- What the task asks
Rewrite every line of the entries below as a numbered list, skipping any blank lines and omitting the pictures.

- Records shown
***

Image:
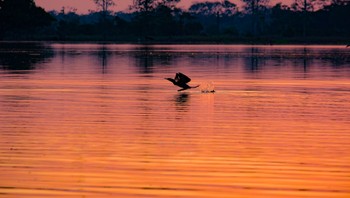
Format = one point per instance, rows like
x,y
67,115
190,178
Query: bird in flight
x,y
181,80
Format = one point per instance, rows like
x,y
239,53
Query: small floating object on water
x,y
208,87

***

- Full response
1. Image:
2. Format = one point per instance, rows like
3. x,y
4. 67,115
5. 190,178
6. Query: bird in flight
7. x,y
8. 181,80
9. Format = one point per instance, rows like
10. x,y
11. 239,53
12. Query: small floating object on water
13. x,y
14. 208,87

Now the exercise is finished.